■ GIVEN PASSAGE ■
----

When to NOT say bonjour in France
Do not say bonjour to random people you pass in the aisles of a grocery store or on the street (unless you know them, that is). In some small towns, people do say bonjour to other adults they pass in a park but that’s at your discretion and can be regional. If you’re constantly saying bonjour to ever single human being you see in a day and shouting it across a park to people you don’t know, that would be seen as bizarre, so don’t go overboard. When in doubt, do say bonjour to be on the safe side.
Another thing to keep in mind is that bonjour is not a come-on or pickup line. It’s also not an invitation to deep dive into smalltalk. Saying bonjour is a social reflex and people do it because it’s required, not because they want to date you or have a conversation with you about the weather or what’s going on in the world. Of course there are exceptions, but generally speaking, when you say bonjour to a stranger, it’s simply that, a necessary and polite greeting that says, “Hello, I see you, fellow human being, and I’m acknowledging your presence first and foremost.”

----

■ ENTRIES PROVIDED ■
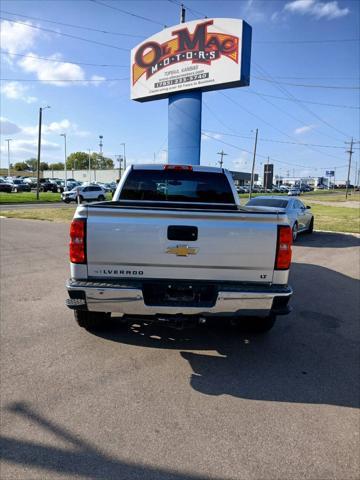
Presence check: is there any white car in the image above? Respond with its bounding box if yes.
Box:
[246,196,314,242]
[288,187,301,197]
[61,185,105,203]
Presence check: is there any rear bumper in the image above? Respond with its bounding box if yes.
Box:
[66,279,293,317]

----

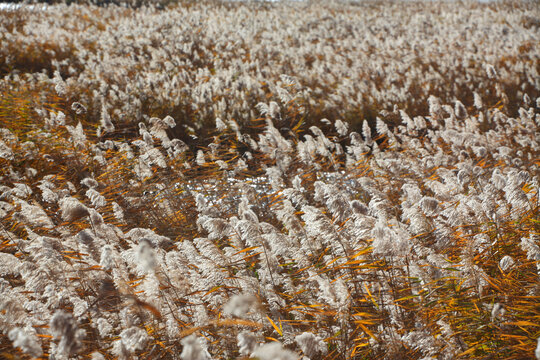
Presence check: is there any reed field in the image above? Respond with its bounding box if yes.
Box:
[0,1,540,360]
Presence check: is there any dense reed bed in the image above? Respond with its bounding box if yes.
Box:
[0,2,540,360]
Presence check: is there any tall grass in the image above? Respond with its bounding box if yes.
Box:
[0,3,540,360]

----

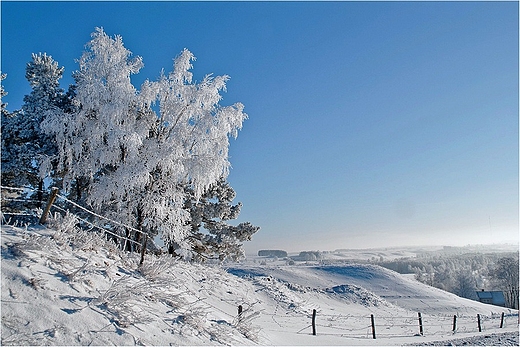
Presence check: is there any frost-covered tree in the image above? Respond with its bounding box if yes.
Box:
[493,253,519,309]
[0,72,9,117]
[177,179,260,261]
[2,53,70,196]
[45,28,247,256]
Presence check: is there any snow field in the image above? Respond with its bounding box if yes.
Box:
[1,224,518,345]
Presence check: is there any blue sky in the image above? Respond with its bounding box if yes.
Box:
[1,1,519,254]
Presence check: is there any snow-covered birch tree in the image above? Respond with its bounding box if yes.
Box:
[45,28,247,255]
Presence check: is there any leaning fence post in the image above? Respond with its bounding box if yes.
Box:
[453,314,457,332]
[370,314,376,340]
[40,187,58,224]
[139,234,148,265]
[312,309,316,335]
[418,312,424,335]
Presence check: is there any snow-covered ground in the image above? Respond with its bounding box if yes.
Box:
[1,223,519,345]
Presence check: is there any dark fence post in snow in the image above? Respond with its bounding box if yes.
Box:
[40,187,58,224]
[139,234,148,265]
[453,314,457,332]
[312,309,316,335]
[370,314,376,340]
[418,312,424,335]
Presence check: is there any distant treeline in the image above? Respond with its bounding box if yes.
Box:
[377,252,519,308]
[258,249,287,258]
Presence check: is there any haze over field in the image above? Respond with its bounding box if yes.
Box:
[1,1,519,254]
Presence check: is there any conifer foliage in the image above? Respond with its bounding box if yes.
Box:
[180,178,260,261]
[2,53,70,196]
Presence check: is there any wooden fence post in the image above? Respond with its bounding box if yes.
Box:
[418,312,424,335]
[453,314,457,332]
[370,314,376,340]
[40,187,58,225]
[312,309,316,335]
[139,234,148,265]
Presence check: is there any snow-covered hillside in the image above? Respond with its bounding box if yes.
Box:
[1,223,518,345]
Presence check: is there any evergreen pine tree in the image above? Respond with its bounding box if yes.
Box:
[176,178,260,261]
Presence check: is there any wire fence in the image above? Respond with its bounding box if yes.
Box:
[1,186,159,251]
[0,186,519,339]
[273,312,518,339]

----

■ WHAT TO WORK ON ■
1. According to the passage about saying bonjour in France, what should a person do when in doubt?
2. Return a portion of the passage about saying bonjour in France word for word, beginning at the words "When to NOT" and stopping after "the safe side.".
3. Take the passage about saying bonjour in France further, picking up after its final sentence.
The lines play no part in this work.

■ ANSWERS FOR THE TASKS ■
1. Say bonjour to be on the safe side.

2.
When to NOT say bonjour in France
Do not say bonjour to random people you pass in the aisles of a grocery store or on the street (unless you know them, that is). In some small towns, people do say bonjour to other adults they pass in a park but that’s at your discretion and can be regional. If you’re constantly saying bonjour to ever single human being you see in a day and shouting it across a park to people you don’t know, that would be seen as bizarre, so don’t go overboard. When in doubt, do say bonjour to be on the safe side.

3.
Even though I know to expect it at this point, it can still catch me off guard when I hear a child say bonjour in the park when walking Dagny. They are usually between 5 and 10 years old and about half the time, I can expect a bonjour from a child who passes us by. In the USA, I don’t feel like kids say hello to adult strangers quite as often. Kids are taught about “stranger danger” and seem more shy, in my experience.
Why foreigners don’t say bonjour
There are three main reasons I’ve come across where foreigners forget their French manners. The first is because it’s a cultural difference. As I mentioned, while it’s not the most polite thing, we can get away with skipping over the bonjour in the USA especially in a busy store, when we’re stressed, or just because. I’ve heard people approach customer service desks in the USA and launch into, “Yeah, this toy isn’t working right, so I’d like a refund” and no one bats an eye. In France, it would need to be, “Bonjour, this toy isn’t working right, so I’d like a refund please.” If you aren’t aware of cultural norms in France (or are impacted by what I mention next), our default setting is what we know from our home country.
The second reason why a foreigner may not say bonjour is because of distractions. Everything can be new and overwhelming in a busy French bakery or store. It’s a bit of a sensory overload at times, so when it’s your turn to order or pay, the very first rule of French conversation might go out the window. It’s not intentional and you don’t mean to be rude, but you’re fumbling with your coins or are so enamored by the selection of pastries behind the glass that in the moment, bonjour slips your mind. It happens.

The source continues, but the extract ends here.